* _Dataset_:

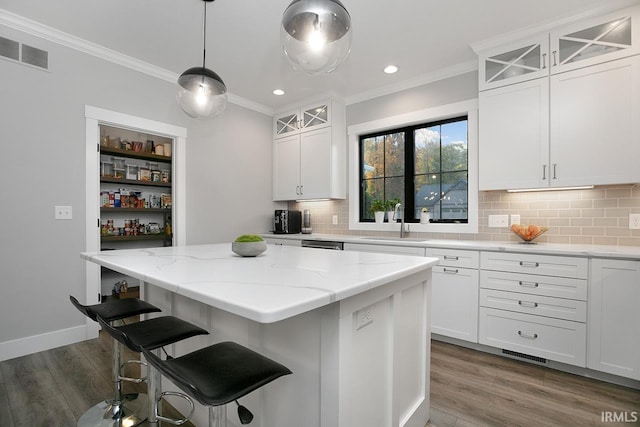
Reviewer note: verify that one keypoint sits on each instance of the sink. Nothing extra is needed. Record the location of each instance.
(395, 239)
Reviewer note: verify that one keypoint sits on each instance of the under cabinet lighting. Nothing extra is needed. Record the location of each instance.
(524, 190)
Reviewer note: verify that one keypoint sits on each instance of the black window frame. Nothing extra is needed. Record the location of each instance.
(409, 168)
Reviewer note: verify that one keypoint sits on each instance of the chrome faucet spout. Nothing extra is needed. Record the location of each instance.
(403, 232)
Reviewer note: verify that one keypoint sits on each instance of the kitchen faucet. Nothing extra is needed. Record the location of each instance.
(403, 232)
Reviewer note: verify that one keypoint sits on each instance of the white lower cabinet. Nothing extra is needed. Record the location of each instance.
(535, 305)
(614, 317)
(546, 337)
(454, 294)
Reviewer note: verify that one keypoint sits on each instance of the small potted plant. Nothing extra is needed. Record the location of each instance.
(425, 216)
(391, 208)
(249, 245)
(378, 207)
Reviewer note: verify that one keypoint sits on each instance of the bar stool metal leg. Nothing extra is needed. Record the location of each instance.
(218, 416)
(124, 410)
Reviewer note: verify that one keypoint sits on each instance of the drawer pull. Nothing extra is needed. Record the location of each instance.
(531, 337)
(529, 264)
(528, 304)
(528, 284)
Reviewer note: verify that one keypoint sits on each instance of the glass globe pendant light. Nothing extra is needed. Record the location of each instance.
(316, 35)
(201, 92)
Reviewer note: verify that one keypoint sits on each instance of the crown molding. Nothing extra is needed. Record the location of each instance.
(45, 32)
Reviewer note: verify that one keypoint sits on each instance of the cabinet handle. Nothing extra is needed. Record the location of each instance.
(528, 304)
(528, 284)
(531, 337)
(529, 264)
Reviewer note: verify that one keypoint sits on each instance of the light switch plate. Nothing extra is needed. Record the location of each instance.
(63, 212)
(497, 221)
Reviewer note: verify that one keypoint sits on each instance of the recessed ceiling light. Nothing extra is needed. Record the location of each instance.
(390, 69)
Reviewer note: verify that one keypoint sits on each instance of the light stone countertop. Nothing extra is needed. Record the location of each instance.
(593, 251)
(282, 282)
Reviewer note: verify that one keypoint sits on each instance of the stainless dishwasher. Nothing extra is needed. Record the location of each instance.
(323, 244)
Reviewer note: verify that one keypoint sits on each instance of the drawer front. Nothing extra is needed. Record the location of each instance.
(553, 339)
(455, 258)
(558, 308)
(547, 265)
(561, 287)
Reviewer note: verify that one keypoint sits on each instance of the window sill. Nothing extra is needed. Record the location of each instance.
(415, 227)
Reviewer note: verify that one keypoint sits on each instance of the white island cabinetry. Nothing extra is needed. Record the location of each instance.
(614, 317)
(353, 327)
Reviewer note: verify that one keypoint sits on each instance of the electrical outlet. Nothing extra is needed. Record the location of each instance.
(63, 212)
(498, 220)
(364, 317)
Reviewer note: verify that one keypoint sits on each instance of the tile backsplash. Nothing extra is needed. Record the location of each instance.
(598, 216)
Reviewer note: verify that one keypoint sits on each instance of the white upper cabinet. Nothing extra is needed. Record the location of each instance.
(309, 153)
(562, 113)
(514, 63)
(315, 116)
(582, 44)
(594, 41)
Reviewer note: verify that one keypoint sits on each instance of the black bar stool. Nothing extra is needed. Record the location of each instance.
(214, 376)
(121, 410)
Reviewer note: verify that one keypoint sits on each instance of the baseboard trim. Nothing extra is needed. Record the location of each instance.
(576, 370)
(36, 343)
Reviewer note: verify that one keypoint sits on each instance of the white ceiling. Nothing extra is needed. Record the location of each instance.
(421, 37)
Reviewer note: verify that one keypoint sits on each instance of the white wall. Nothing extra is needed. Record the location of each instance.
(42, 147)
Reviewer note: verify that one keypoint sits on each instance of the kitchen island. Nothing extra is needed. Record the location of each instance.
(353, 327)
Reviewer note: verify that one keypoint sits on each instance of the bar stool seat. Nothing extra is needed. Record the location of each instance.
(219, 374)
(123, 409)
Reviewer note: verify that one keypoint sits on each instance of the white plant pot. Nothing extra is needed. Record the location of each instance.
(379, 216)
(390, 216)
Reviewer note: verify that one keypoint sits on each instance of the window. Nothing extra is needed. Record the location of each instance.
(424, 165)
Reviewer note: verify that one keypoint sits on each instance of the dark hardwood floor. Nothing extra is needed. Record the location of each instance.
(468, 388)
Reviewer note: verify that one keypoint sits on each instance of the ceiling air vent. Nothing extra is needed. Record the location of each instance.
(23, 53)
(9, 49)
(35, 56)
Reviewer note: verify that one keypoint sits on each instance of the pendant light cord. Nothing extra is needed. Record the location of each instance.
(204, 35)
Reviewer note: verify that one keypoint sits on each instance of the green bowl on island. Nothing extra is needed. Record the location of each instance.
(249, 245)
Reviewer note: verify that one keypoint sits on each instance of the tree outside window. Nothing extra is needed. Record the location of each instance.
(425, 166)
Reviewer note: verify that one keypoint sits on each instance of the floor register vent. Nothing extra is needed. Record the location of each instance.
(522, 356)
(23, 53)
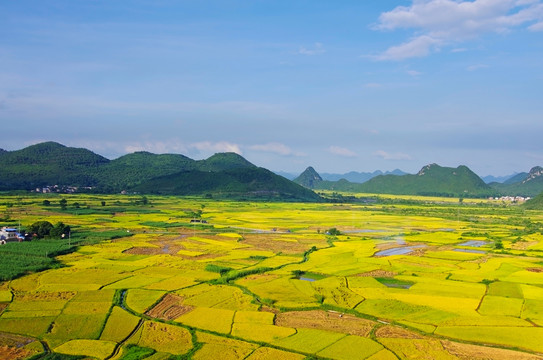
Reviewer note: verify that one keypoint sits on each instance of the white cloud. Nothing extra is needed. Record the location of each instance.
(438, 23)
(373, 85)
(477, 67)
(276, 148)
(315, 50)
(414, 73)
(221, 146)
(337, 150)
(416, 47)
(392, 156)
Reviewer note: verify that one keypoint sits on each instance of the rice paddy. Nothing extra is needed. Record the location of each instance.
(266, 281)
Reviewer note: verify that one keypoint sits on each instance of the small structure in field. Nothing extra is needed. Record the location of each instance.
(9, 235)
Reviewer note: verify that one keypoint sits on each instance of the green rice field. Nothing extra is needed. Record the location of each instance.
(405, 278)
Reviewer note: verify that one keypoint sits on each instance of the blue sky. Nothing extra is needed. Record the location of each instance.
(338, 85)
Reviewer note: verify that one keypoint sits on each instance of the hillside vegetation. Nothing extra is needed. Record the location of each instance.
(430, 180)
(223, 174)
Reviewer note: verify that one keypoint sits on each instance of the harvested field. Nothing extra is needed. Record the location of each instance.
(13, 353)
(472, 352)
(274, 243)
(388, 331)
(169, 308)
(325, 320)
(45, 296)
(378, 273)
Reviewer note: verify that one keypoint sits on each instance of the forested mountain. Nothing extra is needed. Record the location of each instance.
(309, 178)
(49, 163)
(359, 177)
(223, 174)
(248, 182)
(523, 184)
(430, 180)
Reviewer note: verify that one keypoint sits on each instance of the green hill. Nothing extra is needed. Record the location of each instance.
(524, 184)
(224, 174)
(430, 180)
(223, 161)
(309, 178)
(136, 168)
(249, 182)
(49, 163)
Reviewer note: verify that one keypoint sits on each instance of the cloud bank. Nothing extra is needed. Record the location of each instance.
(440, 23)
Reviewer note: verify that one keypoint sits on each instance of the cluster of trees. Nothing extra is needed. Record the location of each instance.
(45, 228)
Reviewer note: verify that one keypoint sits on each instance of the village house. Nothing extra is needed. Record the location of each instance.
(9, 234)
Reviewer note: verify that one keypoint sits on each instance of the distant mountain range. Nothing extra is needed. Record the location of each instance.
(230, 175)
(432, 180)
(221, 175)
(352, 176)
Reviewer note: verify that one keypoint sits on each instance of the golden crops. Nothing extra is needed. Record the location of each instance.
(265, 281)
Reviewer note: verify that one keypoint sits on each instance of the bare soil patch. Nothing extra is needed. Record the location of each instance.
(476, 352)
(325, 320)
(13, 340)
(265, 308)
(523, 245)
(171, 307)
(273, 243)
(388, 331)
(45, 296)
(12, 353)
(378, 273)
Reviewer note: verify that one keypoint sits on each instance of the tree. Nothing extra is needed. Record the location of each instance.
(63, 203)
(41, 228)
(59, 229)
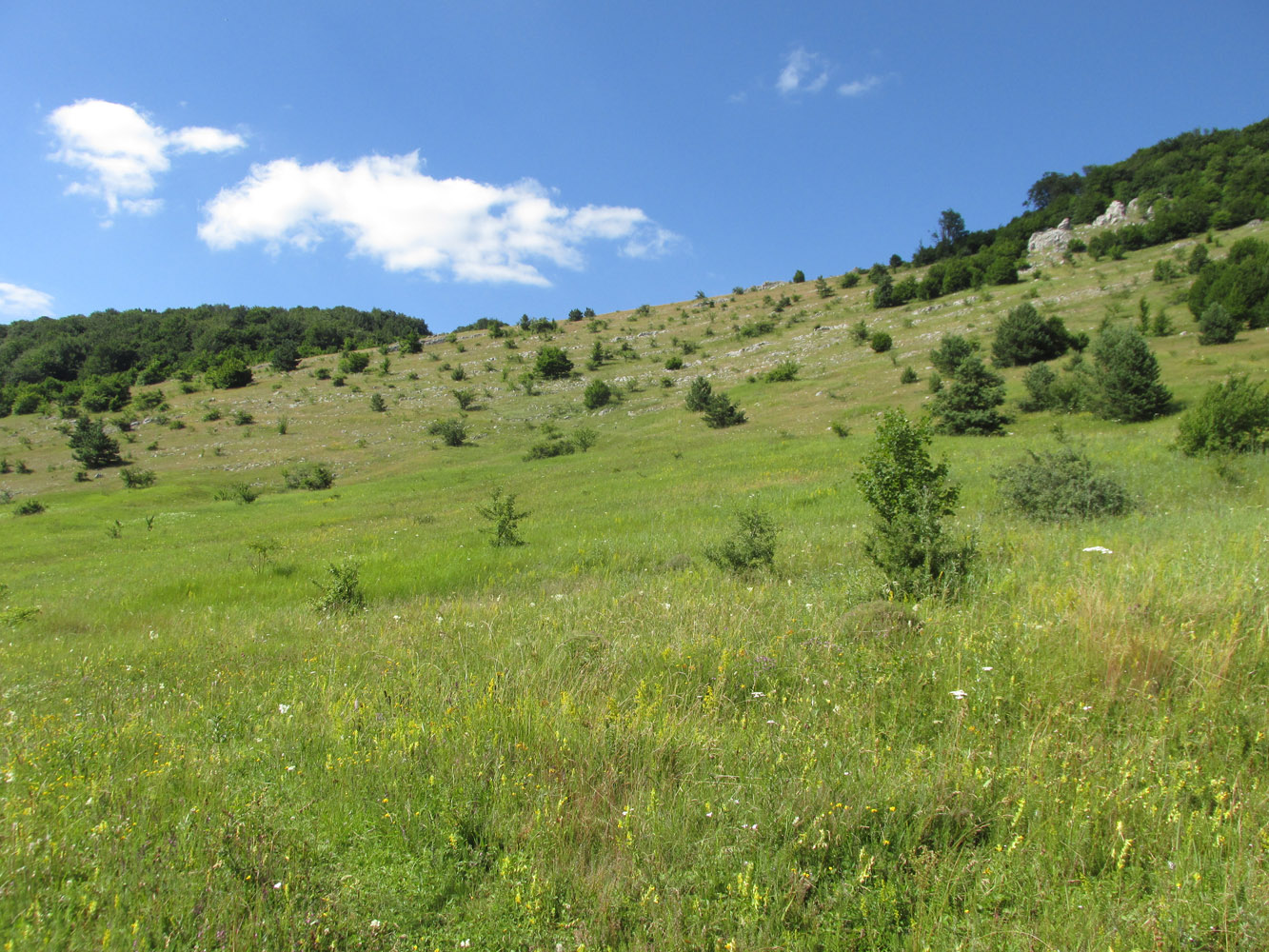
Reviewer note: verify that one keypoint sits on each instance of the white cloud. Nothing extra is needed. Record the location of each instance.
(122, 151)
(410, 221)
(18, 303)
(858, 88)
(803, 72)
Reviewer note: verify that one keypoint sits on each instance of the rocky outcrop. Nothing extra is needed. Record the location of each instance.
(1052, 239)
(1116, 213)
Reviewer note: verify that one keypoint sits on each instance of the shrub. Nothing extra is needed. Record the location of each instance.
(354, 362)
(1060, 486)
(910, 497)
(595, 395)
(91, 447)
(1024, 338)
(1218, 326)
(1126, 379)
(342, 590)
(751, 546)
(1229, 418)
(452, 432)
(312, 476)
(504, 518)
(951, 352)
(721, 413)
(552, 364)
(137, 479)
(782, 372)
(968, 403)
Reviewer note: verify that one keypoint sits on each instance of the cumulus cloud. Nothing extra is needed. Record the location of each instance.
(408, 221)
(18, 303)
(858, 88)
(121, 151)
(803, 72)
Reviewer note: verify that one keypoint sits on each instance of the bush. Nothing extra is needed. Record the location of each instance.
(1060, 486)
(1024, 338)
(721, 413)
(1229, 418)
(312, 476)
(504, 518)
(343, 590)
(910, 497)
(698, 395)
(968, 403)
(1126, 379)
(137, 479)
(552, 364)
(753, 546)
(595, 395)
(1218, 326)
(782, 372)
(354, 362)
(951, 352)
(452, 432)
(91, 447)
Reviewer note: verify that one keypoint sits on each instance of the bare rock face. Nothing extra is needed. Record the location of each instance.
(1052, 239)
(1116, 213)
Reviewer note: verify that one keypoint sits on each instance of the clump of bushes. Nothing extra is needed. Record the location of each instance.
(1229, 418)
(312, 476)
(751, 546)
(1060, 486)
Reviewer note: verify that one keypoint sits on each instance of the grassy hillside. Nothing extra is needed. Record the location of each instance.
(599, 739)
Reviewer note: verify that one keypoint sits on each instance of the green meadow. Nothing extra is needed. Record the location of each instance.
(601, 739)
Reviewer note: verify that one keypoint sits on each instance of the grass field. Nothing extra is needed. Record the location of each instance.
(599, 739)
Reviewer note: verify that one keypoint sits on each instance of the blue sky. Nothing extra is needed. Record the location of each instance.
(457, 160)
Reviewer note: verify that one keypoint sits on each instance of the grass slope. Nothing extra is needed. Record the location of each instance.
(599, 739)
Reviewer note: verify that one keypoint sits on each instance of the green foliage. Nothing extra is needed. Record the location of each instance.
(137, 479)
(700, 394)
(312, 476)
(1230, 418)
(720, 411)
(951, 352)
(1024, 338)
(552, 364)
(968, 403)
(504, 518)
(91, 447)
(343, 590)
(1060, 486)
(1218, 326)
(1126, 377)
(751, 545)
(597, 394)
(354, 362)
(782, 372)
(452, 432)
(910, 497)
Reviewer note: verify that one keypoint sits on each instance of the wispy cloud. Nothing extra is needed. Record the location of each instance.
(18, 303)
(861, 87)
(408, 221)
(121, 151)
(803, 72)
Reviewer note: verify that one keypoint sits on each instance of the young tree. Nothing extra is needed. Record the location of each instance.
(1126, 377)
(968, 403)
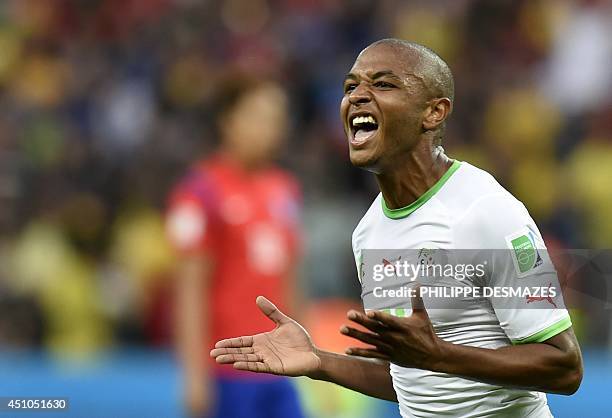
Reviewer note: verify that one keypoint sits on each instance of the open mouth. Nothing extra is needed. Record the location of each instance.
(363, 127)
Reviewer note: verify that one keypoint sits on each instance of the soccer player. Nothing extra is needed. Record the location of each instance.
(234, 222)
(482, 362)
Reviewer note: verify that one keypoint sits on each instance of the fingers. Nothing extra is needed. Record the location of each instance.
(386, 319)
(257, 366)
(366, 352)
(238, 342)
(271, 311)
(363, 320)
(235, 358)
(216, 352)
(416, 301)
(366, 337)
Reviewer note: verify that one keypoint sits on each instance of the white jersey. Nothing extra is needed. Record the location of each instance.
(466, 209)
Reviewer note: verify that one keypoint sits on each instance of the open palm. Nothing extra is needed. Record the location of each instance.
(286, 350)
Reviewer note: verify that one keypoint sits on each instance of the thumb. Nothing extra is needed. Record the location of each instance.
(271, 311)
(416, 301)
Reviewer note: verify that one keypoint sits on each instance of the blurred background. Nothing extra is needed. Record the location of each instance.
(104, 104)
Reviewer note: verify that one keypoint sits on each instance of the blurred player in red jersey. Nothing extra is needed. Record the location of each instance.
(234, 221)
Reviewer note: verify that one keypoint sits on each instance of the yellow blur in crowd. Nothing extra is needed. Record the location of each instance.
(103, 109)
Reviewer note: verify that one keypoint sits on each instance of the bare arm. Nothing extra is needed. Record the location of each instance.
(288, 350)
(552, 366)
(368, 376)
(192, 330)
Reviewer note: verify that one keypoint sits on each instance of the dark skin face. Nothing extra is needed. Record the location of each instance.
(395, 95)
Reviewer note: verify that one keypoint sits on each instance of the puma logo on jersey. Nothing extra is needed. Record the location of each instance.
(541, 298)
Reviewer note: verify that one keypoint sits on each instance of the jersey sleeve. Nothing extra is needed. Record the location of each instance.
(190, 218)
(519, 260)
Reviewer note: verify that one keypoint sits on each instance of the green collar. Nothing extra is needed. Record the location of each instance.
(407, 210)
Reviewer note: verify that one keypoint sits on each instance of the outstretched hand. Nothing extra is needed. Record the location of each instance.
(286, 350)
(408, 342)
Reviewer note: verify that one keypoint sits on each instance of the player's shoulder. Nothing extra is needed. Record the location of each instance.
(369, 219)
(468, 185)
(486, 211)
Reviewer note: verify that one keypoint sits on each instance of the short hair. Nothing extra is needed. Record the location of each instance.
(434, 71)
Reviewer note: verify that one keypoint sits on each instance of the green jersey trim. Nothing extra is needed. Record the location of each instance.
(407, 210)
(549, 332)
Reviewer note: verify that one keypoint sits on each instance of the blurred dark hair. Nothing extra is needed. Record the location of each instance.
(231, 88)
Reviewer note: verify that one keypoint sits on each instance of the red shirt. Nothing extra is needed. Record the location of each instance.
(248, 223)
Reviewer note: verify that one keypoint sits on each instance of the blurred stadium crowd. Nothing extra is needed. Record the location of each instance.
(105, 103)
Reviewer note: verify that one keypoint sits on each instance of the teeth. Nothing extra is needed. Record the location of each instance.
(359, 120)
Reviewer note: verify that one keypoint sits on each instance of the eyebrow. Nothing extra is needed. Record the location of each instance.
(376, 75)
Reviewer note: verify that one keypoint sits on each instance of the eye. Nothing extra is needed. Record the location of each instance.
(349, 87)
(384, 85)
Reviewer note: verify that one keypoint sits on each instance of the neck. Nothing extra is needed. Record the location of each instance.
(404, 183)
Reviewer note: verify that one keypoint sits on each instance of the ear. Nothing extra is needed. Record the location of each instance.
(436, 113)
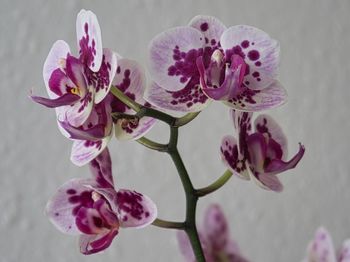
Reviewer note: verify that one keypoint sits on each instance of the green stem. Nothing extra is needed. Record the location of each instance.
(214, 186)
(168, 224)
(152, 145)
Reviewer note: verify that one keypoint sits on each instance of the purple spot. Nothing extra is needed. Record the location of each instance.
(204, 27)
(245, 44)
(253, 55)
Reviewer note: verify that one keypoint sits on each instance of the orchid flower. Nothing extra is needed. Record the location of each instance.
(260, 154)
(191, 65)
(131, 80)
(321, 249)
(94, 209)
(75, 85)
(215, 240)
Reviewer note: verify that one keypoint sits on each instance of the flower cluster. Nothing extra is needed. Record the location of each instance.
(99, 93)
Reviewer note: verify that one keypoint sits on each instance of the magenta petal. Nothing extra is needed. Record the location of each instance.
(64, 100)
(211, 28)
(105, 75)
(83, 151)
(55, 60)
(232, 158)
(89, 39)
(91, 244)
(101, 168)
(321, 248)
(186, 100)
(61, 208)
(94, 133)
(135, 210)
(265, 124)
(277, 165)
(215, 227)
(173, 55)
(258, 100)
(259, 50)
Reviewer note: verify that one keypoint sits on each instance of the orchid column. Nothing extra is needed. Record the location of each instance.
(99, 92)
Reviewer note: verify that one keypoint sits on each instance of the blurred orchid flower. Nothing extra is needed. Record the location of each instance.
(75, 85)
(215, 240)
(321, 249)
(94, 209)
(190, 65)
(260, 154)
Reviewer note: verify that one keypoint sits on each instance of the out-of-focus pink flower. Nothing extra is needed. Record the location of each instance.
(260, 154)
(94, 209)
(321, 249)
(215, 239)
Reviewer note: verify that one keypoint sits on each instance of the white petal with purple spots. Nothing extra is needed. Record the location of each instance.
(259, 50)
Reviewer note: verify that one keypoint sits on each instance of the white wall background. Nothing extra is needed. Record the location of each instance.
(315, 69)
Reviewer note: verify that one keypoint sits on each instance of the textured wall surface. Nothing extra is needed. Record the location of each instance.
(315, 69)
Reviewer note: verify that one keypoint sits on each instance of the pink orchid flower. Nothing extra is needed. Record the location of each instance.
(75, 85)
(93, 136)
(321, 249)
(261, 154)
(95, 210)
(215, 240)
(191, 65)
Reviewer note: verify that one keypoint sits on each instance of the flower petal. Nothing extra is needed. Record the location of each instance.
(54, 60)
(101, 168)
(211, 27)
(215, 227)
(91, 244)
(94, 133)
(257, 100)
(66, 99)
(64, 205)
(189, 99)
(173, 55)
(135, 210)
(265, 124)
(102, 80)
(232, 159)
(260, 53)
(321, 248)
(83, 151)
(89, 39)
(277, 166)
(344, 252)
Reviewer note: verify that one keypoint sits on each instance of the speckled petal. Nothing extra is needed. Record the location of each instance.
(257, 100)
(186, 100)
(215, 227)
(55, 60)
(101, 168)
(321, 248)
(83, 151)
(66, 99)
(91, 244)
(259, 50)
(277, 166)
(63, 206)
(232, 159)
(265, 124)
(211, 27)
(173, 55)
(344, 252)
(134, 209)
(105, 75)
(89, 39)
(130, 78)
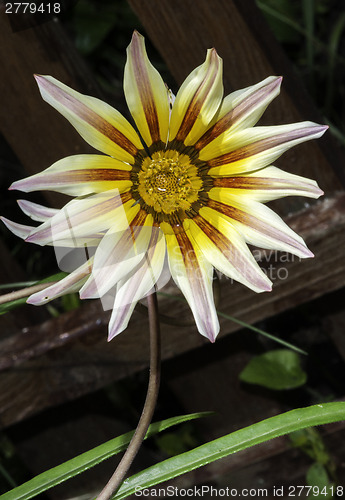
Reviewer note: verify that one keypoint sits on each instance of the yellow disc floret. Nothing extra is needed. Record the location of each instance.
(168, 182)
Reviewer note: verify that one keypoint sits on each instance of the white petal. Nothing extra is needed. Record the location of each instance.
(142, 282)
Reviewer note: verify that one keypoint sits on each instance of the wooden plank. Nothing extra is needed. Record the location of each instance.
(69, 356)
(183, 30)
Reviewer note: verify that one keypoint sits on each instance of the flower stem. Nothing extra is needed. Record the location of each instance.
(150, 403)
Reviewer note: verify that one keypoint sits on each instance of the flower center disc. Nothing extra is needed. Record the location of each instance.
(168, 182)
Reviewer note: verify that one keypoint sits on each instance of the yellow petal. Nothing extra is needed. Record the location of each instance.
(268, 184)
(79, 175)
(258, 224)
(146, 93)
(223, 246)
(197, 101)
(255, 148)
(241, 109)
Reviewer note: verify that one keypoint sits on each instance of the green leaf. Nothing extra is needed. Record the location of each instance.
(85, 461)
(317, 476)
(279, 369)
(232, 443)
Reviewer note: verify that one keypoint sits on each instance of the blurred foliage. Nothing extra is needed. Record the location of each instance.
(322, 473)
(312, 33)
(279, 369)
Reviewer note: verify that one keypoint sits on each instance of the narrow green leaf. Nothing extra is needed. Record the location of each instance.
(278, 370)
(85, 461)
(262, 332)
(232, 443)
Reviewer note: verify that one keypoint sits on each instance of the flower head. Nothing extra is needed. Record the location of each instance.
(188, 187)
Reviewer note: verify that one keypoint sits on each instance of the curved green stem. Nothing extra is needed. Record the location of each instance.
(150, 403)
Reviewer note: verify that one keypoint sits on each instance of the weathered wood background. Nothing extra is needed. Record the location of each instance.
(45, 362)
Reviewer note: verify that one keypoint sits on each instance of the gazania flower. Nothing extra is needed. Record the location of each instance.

* _Instructions to follow_: Please retype, exactly as written, every line from the line containing "the blurred foliage." through the last line of the records above, including both of those lines, and nothing else.

* _Complete answer_:
Reviewer note: verify that one keypoint sits on each instance of the blurred foliage. Nothing extra is needed. Record the location of each instance.
(322, 473)
(312, 33)
(279, 369)
Reviewer note: verify that one keypoint sits on each instance of the narrow green leaf. Nothing extra is needed. Record the location of each instance.
(278, 370)
(85, 461)
(262, 332)
(232, 443)
Reviewer note: verify that one keypoint sits on each instance of the flower head. Nothing extra is needed. Record the location of each instance.
(188, 187)
Reviewer note: verify that one keypoint sits on each instance of the curved green stem. Nothing extra is needed. Record the location of each instance.
(150, 403)
Reviewer note: verify that one keypoint sits on each instance of the weathered wood background. Nothing extra is needed. Record the location of each instance.
(45, 362)
Reviewer note: verify that one keypoint sits on each instance of the gazania flower. Nothing extra is needed. Record the location of each instance.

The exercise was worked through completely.